Information provided:
++++++++++++++++++++
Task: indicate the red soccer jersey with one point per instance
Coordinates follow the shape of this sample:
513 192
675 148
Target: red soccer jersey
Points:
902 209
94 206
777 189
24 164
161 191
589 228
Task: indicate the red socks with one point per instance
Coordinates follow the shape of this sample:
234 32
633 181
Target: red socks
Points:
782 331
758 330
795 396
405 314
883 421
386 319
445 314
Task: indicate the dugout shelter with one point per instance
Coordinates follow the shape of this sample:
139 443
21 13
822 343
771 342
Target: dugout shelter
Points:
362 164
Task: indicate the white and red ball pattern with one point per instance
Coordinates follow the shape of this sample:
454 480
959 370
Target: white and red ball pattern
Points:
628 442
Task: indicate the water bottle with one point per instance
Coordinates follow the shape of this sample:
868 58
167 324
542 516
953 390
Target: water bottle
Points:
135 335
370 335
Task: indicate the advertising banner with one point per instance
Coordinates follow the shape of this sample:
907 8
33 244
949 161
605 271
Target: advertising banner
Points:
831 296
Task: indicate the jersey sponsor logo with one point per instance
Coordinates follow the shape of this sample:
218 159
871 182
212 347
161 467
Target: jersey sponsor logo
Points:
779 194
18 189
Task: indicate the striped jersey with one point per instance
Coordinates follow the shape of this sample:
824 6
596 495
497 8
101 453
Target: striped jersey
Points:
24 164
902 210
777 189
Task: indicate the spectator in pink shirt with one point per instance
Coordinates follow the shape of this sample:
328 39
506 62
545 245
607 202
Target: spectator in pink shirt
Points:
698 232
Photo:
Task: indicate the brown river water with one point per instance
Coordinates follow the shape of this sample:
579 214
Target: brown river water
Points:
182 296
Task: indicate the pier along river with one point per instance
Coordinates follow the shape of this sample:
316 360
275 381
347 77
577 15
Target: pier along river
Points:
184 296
++++++++++++++++++++
Description of the task: Track down every line of the material containing the string "ball", and copy it.

Expected output:
Task: indicate the white and red ball pattern with one point per instance
Target: white and red ball pattern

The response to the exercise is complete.